-- REQUIREMENTS --
Please locate every line in the records below that contains the string "tower" and copy each of those lines. Case counts.
+++ LISTED RECORDS +++
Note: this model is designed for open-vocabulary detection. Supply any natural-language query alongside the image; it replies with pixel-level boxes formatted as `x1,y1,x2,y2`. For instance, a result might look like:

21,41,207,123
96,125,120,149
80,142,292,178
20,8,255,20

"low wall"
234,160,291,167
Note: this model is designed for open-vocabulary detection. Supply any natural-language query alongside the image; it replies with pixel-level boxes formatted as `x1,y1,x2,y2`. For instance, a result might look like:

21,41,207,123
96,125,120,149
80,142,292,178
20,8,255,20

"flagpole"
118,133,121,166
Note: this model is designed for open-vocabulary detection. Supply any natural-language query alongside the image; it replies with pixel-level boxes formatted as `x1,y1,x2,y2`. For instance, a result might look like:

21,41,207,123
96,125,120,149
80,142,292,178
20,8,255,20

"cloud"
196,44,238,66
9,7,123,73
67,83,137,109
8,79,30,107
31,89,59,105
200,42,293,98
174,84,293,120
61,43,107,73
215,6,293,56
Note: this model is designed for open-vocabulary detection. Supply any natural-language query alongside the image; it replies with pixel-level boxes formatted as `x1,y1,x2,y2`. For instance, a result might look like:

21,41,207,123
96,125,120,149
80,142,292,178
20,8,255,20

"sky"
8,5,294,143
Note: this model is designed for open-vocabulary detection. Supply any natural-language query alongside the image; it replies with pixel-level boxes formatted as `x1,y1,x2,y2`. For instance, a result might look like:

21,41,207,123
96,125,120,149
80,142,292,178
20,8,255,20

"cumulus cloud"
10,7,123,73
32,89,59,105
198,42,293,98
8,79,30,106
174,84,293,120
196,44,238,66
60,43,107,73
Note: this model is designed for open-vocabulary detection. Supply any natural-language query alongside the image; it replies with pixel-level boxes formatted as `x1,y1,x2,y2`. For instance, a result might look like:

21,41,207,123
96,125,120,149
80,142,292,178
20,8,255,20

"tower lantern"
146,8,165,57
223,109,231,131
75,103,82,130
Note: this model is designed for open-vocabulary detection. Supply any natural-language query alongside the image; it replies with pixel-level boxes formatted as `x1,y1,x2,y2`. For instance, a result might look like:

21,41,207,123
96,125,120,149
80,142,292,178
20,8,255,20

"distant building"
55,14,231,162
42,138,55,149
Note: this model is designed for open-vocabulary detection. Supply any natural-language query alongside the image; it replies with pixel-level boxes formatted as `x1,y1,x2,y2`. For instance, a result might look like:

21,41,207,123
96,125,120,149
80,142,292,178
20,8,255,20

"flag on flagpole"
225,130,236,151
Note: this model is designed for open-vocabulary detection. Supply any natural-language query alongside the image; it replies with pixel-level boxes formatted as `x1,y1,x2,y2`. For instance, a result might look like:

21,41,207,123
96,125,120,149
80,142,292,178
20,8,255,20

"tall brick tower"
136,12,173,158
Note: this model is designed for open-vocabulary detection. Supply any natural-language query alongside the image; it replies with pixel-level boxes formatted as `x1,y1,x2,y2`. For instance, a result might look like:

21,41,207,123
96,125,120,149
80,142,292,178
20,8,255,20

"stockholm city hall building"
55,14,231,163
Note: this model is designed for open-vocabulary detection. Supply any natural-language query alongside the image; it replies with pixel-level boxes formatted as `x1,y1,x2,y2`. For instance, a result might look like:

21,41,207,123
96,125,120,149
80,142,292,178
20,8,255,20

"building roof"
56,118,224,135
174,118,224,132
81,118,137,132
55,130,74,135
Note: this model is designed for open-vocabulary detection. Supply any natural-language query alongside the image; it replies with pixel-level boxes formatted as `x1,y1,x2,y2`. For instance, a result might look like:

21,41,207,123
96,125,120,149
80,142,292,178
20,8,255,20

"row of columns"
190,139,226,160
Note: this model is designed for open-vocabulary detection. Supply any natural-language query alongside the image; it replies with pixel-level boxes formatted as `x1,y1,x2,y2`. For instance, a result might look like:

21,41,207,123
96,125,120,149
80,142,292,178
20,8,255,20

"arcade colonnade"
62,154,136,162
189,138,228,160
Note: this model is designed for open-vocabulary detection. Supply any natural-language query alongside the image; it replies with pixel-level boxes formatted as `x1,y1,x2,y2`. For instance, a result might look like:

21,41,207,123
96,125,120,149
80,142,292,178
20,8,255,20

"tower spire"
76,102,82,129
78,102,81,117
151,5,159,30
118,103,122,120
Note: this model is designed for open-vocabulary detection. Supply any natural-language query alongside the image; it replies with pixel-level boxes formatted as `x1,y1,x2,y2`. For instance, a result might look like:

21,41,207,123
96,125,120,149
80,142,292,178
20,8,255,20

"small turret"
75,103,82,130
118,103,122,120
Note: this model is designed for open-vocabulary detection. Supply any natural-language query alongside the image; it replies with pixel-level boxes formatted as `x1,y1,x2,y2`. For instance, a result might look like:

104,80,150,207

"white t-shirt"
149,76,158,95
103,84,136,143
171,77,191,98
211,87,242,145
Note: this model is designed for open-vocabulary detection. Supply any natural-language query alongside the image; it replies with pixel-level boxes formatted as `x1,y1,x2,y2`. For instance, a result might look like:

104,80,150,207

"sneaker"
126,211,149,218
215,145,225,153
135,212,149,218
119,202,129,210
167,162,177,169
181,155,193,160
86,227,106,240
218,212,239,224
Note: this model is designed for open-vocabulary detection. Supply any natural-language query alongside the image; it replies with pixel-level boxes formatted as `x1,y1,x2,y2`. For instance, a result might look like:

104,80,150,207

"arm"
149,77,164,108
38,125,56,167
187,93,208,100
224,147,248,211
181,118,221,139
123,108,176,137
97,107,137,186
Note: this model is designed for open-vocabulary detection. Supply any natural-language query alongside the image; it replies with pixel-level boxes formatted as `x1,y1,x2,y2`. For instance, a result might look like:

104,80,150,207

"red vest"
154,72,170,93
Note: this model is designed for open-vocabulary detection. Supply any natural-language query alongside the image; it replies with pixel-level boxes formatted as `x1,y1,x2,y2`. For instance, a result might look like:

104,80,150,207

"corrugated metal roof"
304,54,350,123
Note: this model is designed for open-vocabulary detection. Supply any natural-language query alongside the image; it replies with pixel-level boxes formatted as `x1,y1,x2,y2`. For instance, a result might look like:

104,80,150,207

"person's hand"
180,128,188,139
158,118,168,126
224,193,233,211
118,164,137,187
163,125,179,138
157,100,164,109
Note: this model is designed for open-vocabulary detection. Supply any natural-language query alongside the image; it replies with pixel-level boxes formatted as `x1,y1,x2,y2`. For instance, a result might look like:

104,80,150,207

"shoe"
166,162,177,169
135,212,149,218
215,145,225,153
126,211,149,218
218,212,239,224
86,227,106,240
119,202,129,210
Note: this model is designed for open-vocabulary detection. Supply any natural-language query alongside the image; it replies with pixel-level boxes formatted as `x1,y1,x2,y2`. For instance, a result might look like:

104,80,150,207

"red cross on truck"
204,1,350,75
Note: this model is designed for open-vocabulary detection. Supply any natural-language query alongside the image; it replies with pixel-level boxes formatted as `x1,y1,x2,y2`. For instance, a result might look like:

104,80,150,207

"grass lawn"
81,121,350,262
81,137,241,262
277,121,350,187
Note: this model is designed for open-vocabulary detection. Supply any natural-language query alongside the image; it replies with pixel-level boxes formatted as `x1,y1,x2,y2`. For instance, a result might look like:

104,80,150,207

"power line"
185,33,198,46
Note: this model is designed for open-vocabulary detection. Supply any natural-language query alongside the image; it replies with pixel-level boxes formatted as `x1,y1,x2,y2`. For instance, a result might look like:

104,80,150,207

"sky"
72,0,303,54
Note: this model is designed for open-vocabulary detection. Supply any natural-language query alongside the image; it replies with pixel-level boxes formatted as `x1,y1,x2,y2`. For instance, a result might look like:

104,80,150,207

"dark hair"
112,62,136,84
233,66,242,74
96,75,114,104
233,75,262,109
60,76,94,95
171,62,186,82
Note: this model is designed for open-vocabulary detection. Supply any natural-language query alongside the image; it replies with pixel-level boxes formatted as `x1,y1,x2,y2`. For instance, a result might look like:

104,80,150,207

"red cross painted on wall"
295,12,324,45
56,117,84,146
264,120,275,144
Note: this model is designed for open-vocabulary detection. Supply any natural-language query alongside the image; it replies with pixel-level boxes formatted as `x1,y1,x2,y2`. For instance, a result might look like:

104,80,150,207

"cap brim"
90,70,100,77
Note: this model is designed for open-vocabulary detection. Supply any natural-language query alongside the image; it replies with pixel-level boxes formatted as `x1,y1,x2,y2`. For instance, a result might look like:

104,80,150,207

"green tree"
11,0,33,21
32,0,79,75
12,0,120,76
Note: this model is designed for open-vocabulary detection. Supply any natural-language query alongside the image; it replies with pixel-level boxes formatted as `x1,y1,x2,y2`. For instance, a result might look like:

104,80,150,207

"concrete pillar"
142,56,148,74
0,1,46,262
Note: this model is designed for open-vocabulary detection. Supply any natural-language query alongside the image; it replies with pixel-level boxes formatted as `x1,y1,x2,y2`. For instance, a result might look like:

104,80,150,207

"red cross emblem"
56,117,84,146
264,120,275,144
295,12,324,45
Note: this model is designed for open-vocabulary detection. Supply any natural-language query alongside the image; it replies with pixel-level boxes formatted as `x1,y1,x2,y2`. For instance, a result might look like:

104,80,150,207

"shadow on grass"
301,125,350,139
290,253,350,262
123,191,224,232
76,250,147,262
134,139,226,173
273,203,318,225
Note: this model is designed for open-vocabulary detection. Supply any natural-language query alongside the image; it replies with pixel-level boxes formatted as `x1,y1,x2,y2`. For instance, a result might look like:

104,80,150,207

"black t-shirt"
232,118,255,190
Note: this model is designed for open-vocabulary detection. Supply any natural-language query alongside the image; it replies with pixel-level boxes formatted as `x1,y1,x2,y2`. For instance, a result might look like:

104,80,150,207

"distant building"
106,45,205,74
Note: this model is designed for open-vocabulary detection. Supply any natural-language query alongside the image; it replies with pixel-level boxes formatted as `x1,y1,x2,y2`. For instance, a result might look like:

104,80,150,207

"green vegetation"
+++
-- CORRECT OUTPUT --
"tower lantern"
"tall brick tower"
"tower spire"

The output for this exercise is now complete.